(Position annotation records)
BEGIN
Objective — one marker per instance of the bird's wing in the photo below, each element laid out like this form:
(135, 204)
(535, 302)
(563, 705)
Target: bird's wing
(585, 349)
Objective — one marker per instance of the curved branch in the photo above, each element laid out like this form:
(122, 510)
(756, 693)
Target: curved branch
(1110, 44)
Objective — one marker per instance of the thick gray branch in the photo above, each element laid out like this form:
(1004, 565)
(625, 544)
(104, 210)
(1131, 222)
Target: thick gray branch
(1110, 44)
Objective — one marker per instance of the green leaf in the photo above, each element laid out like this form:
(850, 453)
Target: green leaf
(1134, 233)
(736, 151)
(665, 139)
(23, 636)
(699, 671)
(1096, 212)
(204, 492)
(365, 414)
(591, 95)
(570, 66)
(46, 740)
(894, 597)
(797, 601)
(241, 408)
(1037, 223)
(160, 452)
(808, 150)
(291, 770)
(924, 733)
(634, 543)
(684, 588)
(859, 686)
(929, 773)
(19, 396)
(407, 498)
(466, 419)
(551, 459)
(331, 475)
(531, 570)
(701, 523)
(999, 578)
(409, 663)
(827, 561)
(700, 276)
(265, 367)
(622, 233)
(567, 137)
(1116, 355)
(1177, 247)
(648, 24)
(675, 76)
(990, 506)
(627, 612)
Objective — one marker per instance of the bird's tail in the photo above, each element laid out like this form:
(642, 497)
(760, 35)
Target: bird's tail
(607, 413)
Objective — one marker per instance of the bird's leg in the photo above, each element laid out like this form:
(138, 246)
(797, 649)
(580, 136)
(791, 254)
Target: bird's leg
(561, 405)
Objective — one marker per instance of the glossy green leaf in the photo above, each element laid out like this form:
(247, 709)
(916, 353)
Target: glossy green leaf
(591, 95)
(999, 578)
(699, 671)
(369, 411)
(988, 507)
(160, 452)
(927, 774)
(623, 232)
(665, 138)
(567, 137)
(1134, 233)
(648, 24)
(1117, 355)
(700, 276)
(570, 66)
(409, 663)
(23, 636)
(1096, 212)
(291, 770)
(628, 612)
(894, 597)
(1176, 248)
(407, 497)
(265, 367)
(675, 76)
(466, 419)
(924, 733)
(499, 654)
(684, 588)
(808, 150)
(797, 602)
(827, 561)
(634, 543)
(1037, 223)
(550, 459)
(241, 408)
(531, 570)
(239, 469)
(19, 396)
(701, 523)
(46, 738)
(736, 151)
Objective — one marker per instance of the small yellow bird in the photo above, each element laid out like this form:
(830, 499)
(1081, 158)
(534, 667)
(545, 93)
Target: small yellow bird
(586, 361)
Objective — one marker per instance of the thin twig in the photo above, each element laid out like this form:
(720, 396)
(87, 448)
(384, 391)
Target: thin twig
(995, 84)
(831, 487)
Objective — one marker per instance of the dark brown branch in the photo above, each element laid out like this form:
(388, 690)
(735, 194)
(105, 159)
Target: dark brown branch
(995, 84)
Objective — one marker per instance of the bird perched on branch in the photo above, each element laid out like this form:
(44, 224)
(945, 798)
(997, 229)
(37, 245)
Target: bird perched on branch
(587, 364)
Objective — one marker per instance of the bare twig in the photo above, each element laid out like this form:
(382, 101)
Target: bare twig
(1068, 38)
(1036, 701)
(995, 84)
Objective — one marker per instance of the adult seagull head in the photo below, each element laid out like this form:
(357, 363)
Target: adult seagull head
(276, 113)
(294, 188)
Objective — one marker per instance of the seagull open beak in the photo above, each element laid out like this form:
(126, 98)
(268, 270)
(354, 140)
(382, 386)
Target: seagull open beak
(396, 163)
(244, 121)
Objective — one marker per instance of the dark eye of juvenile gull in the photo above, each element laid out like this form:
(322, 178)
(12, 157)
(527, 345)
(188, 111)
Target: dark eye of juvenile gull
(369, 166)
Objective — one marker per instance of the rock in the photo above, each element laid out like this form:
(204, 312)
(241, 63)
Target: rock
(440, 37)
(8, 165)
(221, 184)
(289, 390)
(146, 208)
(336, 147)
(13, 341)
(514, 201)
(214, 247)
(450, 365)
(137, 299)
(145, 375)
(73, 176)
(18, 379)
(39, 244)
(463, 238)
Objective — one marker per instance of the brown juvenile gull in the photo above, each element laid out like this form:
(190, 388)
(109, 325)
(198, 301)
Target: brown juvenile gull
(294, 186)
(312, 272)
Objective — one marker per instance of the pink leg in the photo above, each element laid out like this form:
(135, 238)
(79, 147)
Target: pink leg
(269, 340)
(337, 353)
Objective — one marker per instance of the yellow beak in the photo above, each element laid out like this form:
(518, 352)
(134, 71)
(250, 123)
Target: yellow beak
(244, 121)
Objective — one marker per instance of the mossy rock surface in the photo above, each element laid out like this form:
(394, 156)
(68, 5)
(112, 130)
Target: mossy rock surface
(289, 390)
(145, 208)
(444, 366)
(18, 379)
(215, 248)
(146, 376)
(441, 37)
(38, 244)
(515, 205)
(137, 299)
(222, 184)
END
Arrange all of the data above as a Markdown table with the columns "Row" and "Line". Give each line its own numbered row, and leave out any blank lines.

| Row | Line |
|---|---|
| 1 | Objective — one marker per instance of the bird's wing in the photo below, each element laid out like this form: |
| 2 | (135, 204) |
| 3 | (535, 302) |
| 4 | (563, 705) |
| 5 | Target: bird's wing |
| 6 | (585, 349) |
| 7 | Objective — one marker per instance of the curved branch in the photo above, each element laid out like this form: |
| 8 | (122, 510) |
| 9 | (756, 693) |
| 10 | Target: curved branch |
| 11 | (1110, 44) |
| 12 | Objective — one marker per instance of the thick gray branch in the photo above, each element laid out like this form: |
| 13 | (1004, 565) |
| 14 | (625, 544) |
| 15 | (104, 210) |
| 16 | (1131, 222) |
| 17 | Target: thick gray branch |
| 18 | (1110, 44) |
| 19 | Objective — one marker per instance of the green leaf in the photo above, each element laid out like this form: |
| 20 | (850, 453) |
| 21 | Target: green leaf |
| 22 | (1134, 233) |
| 23 | (736, 151) |
| 24 | (665, 139) |
| 25 | (23, 636) |
| 26 | (699, 671) |
| 27 | (1096, 212) |
| 28 | (204, 492) |
| 29 | (365, 414) |
| 30 | (591, 95) |
| 31 | (570, 66) |
| 32 | (46, 740) |
| 33 | (894, 597) |
| 34 | (797, 601) |
| 35 | (241, 408) |
| 36 | (1037, 223) |
| 37 | (160, 452) |
| 38 | (808, 150) |
| 39 | (291, 770) |
| 40 | (924, 733) |
| 41 | (634, 543) |
| 42 | (684, 588) |
| 43 | (859, 686) |
| 44 | (929, 773) |
| 45 | (19, 396) |
| 46 | (407, 498) |
| 47 | (466, 419) |
| 48 | (551, 459) |
| 49 | (331, 475) |
| 50 | (531, 570) |
| 51 | (701, 523) |
| 52 | (999, 578) |
| 53 | (409, 663) |
| 54 | (827, 561) |
| 55 | (700, 276) |
| 56 | (265, 367) |
| 57 | (622, 233) |
| 58 | (567, 137) |
| 59 | (1116, 355) |
| 60 | (1177, 247) |
| 61 | (648, 24) |
| 62 | (675, 76) |
| 63 | (990, 506) |
| 64 | (627, 612) |
| 65 | Objective — one marker per instance of the bird's tail in the photo above, each element laid out like this form: |
| 66 | (642, 497) |
| 67 | (760, 35) |
| 68 | Target: bird's tail |
| 69 | (607, 413) |
| 70 | Objective — one marker per instance of the bird's leg in the photo above, each element laid out like this form: |
| 71 | (138, 246) |
| 72 | (797, 649) |
| 73 | (580, 136) |
| 74 | (791, 254) |
| 75 | Target: bird's leg |
| 76 | (561, 405) |
| 77 | Objective — one marker per instance of the glossy green leaf in the photo above, each element laid out like this form: |
| 78 | (247, 709) |
| 79 | (916, 353) |
| 80 | Target: glossy green leaf |
| 81 | (591, 95) |
| 82 | (999, 578) |
| 83 | (699, 671) |
| 84 | (369, 411) |
| 85 | (988, 507) |
| 86 | (160, 452) |
| 87 | (927, 774) |
| 88 | (623, 232) |
| 89 | (665, 138) |
| 90 | (567, 137) |
| 91 | (1134, 233) |
| 92 | (648, 24) |
| 93 | (1117, 355) |
| 94 | (700, 276) |
| 95 | (570, 66) |
| 96 | (409, 663) |
| 97 | (23, 636) |
| 98 | (1096, 212) |
| 99 | (291, 770) |
| 100 | (628, 612) |
| 101 | (894, 597) |
| 102 | (1176, 248) |
| 103 | (407, 497) |
| 104 | (265, 367) |
| 105 | (675, 76) |
| 106 | (466, 419) |
| 107 | (924, 733) |
| 108 | (499, 654) |
| 109 | (684, 588) |
| 110 | (808, 150) |
| 111 | (797, 602) |
| 112 | (827, 561) |
| 113 | (634, 543) |
| 114 | (1037, 223) |
| 115 | (550, 459) |
| 116 | (241, 408) |
| 117 | (531, 570) |
| 118 | (239, 469) |
| 119 | (19, 396) |
| 120 | (701, 523) |
| 121 | (46, 738) |
| 122 | (736, 151) |
| 123 | Objective — one marker per instance of the small yellow bird in the photo above, each element laid out like this form: |
| 124 | (830, 499) |
| 125 | (1081, 158) |
| 126 | (534, 667) |
| 127 | (545, 93) |
| 128 | Target: small yellow bird |
| 129 | (586, 361) |
| 130 | Objective — one marker per instance of the thin twig in the photo above, each element laid out like this form: |
| 131 | (720, 396) |
| 132 | (87, 448) |
| 133 | (384, 391) |
| 134 | Target: thin twig |
| 135 | (995, 84) |
| 136 | (831, 487) |
| 137 | Objective — one marker per instance of the dark brown branch in the photo above, each element laid out like this form: |
| 138 | (388, 690) |
| 139 | (735, 194) |
| 140 | (105, 159) |
| 141 | Target: dark brown branch |
| 142 | (995, 84) |
| 143 | Objective — one marker per instance of the bird perched on branch in the photo above, each element laid out like this form: |
| 144 | (44, 224) |
| 145 | (945, 798) |
| 146 | (997, 229) |
| 147 | (37, 245) |
| 148 | Target: bird perched on branch |
| 149 | (587, 364) |
| 150 | Objective — one marker per instance of the bare twig in the photo above, each element laid out like this form: |
| 151 | (382, 101) |
| 152 | Target: bare twig |
| 153 | (1068, 38) |
| 154 | (1036, 701) |
| 155 | (995, 84) |
| 156 | Objective — one marker per instance of the adult seagull head in the photo below, each element laid out like this form: |
| 157 | (357, 363) |
| 158 | Target: adult seagull head |
| 159 | (276, 113) |
| 160 | (294, 188) |
| 161 | Objective — one marker per instance of the seagull open beak in the photo above, each element laid out like this form: |
| 162 | (126, 98) |
| 163 | (268, 270) |
| 164 | (354, 140) |
| 165 | (382, 386) |
| 166 | Target: seagull open beak |
| 167 | (396, 163) |
| 168 | (244, 121) |
| 169 | Objective — one marker per instance of the dark eye of juvenile gull in the photo above, each element laid out like this form: |
| 170 | (322, 178) |
| 171 | (12, 157) |
| 172 | (527, 345) |
| 173 | (188, 111) |
| 174 | Target: dark eye of juvenile gull |
| 175 | (369, 166) |
| 176 | Objective — one marker per instance of the rock in the photo above, each element laid out like this form: |
| 177 | (204, 312) |
| 178 | (241, 63) |
| 179 | Target: rock |
| 180 | (440, 37) |
| 181 | (8, 165) |
| 182 | (221, 184) |
| 183 | (289, 390) |
| 184 | (146, 208) |
| 185 | (336, 147) |
| 186 | (13, 341) |
| 187 | (514, 201) |
| 188 | (214, 247) |
| 189 | (450, 365) |
| 190 | (137, 299) |
| 191 | (145, 375) |
| 192 | (73, 176) |
| 193 | (18, 379) |
| 194 | (39, 244) |
| 195 | (463, 238) |
| 196 | Objective — one marker per instance of the brown juvenile gull in the photo above, each element laid out like this form: |
| 197 | (190, 388) |
| 198 | (109, 325) |
| 199 | (198, 301) |
| 200 | Target: brown juvenile gull |
| 201 | (294, 186) |
| 202 | (312, 272) |
| 203 | Objective — one marker per instance of the pink leg in the photo above, each element laid out like this form: |
| 204 | (135, 238) |
| 205 | (79, 147) |
| 206 | Target: pink leg |
| 207 | (269, 340) |
| 208 | (337, 353) |
| 209 | Objective — one marker per instance of the yellow beak in the photo above, each element laid out like this form: |
| 210 | (518, 352) |
| 211 | (134, 71) |
| 212 | (250, 123) |
| 213 | Target: yellow beak |
| 214 | (244, 121) |
| 215 | Objective — one marker per instance of the mossy rock surface in the photo above, each element laid out like this form: |
| 216 | (394, 156) |
| 217 | (68, 5) |
| 218 | (112, 130) |
| 219 | Target: mossy rock surface |
| 220 | (289, 390) |
| 221 | (145, 208) |
| 222 | (444, 366) |
| 223 | (18, 379) |
| 224 | (215, 248) |
| 225 | (146, 376) |
| 226 | (441, 37) |
| 227 | (38, 244) |
| 228 | (515, 205) |
| 229 | (137, 299) |
| 230 | (222, 184) |